§ To be done: Please write out the material below exactly as given.

Data items
- - -

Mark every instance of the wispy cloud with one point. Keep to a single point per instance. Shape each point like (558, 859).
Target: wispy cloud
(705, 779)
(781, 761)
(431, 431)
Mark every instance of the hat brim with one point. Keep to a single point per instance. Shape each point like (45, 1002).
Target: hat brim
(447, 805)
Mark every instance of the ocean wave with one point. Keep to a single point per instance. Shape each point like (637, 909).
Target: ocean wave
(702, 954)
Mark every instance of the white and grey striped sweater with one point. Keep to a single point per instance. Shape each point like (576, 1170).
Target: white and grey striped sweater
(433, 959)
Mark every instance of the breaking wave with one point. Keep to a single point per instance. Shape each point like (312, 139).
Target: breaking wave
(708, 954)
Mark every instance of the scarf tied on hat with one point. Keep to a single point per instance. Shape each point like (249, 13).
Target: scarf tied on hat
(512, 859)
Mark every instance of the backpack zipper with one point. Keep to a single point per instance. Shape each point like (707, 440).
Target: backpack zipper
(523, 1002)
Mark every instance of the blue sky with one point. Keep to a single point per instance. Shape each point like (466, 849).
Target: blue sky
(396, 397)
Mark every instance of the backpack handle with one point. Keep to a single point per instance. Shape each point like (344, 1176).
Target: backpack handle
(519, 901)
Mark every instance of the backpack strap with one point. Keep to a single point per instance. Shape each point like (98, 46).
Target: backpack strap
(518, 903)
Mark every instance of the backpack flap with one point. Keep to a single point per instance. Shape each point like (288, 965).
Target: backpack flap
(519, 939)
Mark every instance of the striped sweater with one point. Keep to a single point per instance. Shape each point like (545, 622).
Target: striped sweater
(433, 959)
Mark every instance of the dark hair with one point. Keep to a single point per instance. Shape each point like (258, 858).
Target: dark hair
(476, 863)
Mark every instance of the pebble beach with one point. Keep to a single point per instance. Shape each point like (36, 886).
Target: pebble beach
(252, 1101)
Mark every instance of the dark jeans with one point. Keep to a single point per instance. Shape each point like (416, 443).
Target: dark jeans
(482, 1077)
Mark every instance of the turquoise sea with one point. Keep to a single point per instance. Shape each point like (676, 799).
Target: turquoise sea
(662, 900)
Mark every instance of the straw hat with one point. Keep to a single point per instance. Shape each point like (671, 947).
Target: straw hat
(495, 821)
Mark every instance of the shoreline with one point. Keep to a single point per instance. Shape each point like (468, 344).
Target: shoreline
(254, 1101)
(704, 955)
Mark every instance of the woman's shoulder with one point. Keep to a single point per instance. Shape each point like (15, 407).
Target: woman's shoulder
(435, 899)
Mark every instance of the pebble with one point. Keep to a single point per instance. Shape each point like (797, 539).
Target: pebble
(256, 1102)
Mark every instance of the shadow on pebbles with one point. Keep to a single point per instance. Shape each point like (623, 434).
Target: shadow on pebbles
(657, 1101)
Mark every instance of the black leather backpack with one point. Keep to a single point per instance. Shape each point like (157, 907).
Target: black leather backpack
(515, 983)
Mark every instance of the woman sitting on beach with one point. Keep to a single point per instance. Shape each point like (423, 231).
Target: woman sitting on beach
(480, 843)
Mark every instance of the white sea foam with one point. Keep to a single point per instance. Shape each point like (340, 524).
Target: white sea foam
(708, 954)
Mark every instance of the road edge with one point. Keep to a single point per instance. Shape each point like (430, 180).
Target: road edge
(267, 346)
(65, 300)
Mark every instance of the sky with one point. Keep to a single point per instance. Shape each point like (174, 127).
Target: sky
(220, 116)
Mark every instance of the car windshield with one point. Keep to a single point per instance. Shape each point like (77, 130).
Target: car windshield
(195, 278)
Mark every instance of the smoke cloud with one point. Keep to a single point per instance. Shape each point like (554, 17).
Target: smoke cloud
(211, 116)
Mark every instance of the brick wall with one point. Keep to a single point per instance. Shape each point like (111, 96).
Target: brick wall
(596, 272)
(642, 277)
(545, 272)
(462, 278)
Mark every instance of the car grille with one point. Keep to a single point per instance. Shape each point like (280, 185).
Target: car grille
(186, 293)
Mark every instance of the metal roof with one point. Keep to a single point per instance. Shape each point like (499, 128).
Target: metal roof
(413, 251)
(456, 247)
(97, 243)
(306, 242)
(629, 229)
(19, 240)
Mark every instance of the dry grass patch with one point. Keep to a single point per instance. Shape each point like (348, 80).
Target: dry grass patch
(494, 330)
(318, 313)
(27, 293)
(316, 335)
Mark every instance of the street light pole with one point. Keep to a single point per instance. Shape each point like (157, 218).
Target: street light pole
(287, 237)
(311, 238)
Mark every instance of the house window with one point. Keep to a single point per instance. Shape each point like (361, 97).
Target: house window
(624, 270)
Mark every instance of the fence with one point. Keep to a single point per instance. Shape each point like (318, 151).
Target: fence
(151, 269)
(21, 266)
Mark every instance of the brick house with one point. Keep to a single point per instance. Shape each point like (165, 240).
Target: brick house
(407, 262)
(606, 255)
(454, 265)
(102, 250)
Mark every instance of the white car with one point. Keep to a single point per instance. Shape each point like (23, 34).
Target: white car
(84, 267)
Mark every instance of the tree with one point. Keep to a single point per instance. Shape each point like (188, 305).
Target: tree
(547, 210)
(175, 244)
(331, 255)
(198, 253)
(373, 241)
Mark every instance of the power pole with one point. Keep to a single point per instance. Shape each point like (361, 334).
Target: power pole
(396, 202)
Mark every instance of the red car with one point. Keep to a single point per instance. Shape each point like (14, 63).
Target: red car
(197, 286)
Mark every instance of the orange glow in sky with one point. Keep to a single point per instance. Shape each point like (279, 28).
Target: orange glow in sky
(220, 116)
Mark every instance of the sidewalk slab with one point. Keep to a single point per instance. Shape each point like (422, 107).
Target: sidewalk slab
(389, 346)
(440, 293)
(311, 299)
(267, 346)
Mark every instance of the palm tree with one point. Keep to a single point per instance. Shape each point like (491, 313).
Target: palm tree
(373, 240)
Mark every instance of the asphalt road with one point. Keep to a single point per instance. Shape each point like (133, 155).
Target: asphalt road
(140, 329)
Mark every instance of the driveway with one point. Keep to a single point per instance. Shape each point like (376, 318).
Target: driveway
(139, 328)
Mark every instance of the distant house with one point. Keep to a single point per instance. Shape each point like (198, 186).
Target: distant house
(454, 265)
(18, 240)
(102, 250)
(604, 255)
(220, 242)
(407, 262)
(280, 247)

- - -

§ Task solution:
Mark every instance of the wispy cloud with one point. Keep to a single point per instance. Shape each point like (558, 859).
Target: wispy cloud
(705, 779)
(781, 761)
(431, 431)
Mark every instance of the hat brim with one point. Keep to a single point per instance. Shape each point like (45, 1002).
Target: hat brim
(447, 805)
Mark every instance of the ocean wave with one point. Keep to a single point per instance. Shape each point like (637, 909).
Target: ocean wave
(702, 954)
Mark every instance of the white and grey striped sweater with one point. Keep to a single point per instance. Shape each point like (576, 1170).
Target: white and grey striped sweater
(433, 959)
Mark every instance of the breaking wave with one point. Keep to a single point per instance. Shape each point like (312, 139).
Target: breaking wave
(708, 954)
Mark every instance of the scarf tied on hat with one point. Keep to a single point per instance. Shape each point like (249, 13).
Target: scarf tied on hat
(512, 859)
Mark every instance of the backpack zipper with one point. Keep to a single point per instance. Shape each point like (707, 440).
Target: backpack zipper
(523, 1002)
Mark every instance of the blue sky with one point. Keep to a single point per instance. Shape each point like (466, 849).
Target: blue sky
(396, 397)
Mark every instance of the backpack handle with one point. Keep to a single point per instance. Shape each point like (344, 1176).
Target: backpack handle
(519, 901)
Mark every instance of the backpack strap with one point. Keep to a single point per instance. Shape each point like (98, 46).
Target: backpack strap
(518, 903)
Mark every instance of the backpack flap with one point. Keep to a single point per instance. Shape each point like (288, 965).
Target: backpack flap
(519, 939)
Mark every instance of the striped sweater with one point. Keep to a single point per instance. Shape each point like (545, 622).
Target: striped sweater
(433, 959)
Mark every instance of the dark hair with one point. Keep to a single point per instance. Shape each point like (258, 858).
Target: dark hair
(476, 863)
Mark every instance of the pebble beach with one point. Keep to a single point per instance. Shape each point like (36, 886).
Target: pebble beach
(252, 1101)
Mark every instance of the dark jeans with one point. Keep to a single point per instance. Shape each point like (416, 443).
Target: dark jeans
(482, 1077)
Mark every instance of the turquoise sea with one point. Keep to a single point per instance. Shape each point like (676, 799).
Target: turquoise sea
(662, 900)
Mark every instance of the straw hat with one point. Keep to a single point per instance. Shape each point like (671, 947).
Target: straw hat
(495, 821)
Mark every instance of the shoreline with one point. Keep to a single point per instance. Shape each point like (468, 344).
Target: shoreline
(254, 1101)
(704, 955)
Mark every instance of the woman's shoulder with one point. Keep to a single point per instance. Shape each point like (15, 407).
Target: woman's shoulder
(435, 899)
Mark every instance of the pebble with one point. Keep to a single point per instance. Shape each point like (797, 539).
Target: pebble
(256, 1102)
Mark every instance of the shadow on pebbles with one point. Keep to a single point per instance. Shape each point like (623, 434).
Target: shadow on pebbles
(657, 1101)
Mark every instance of the black leather backpack with one point. Keep to a single point per instance. Shape each point like (157, 907).
Target: black leather backpack
(515, 983)
Mark every instance of the woman sitting on beach with one point. Keep to a single point per instance. Shape each point like (423, 231).
Target: woman sitting on beach
(480, 843)
Mark every instance of the white sea foam with one point. Keep to a single point per instance. Shape each point like (340, 524).
Target: white sea foam
(708, 954)
Mark every instance of the road edge with one point. Keep to a single point per instance. Shape each point like (430, 180).
Target: road edge
(267, 346)
(65, 300)
Mark every instance of the sky with one point. Keep to a single point per instance. Shape each point like (174, 127).
Target: sky
(220, 116)
Mark every instance of the car windshield with one point. Keep to a single point per instance. Shape each point like (77, 130).
Target: car windshield
(195, 278)
Mark every instance of the smoke cloud with one point. Keep to a single point per instance. Shape each point like (554, 17).
Target: smoke cloud
(211, 116)
Mark every instance of the brick wall with one point. Keep to a single point per instance. Shape each point like (111, 96).
Target: brick wall
(596, 272)
(642, 277)
(545, 272)
(462, 278)
Mark every instance of the car grille with one point. Keep to a single point per instance. Shape each point like (280, 185).
Target: car grille
(186, 293)
Mark every instance of the metal roof with one point. Keep to a single point per instance. Shape each point like (499, 128).
Target: metal roof
(413, 251)
(456, 247)
(97, 243)
(306, 242)
(629, 229)
(19, 240)
Mark every instance of the dry grass patch with one point. Keep to a single point per instance. Shape each point like (348, 80).
Target: dry grass patch
(494, 330)
(318, 313)
(27, 293)
(316, 335)
Mark every instance of the street light pole with one point. Keep to a single point per instance. Shape each point like (157, 218).
Target: street light pole
(287, 237)
(311, 238)
Mark every instance of the house window with one point. Keep to a single point per instance. Shape each point like (361, 97).
Target: house window
(624, 270)
Mark every instance of the fence with one point. Keep to a single point per instance. Shape each point like (318, 151).
Target: fence
(151, 269)
(21, 266)
Mark every instance of the brick house with one point. Keep to a single point per instance. Shape each point like (165, 240).
Target: brick house
(407, 262)
(606, 255)
(454, 265)
(102, 250)
Mark every instance of the white car with one point. Keep to a single point per instance. Shape each point like (23, 34).
Target: white car
(84, 267)
Mark every instance of the tree with one point. Keep to a single point per instance. Shape each point like (188, 305).
Target: tree
(547, 210)
(175, 244)
(331, 255)
(198, 253)
(373, 241)
Mark every instance of the power pole with one point. Keep to a single point per instance. Shape each point like (361, 334).
Target: power pole
(396, 202)
Mark every instance of the red car with one point. Keep to a single point per instance. Shape each point like (14, 63).
Target: red car
(197, 286)
Mark every instance of the orange glow in sky with one point. Keep to a single point per instance. Shape each point like (279, 28).
Target: orange glow in sky
(220, 116)
Mark every instance of the sidewalk slab with one point. Keep to a single point per instance. Shape each point like (422, 107).
Target: sidewalk slab
(389, 346)
(440, 293)
(311, 299)
(267, 346)
Mark every instance of the palm tree with one point. Keep to a single point per instance. Shape each point like (491, 313).
Target: palm tree
(373, 240)
Mark every instance of the asphalt road with one point. Keep to a single point per instance. Shape each point like (133, 155).
Target: asphalt road
(140, 329)
Mark every instance of the driveway with one point. Keep to a single point per instance. Shape each point like (376, 318).
Target: driveway
(139, 328)
Mark every instance of the distant house with one point. Keep to a single point per instance. Shape each point like (198, 186).
Target: distant house
(454, 265)
(18, 240)
(102, 250)
(604, 255)
(220, 242)
(407, 262)
(280, 247)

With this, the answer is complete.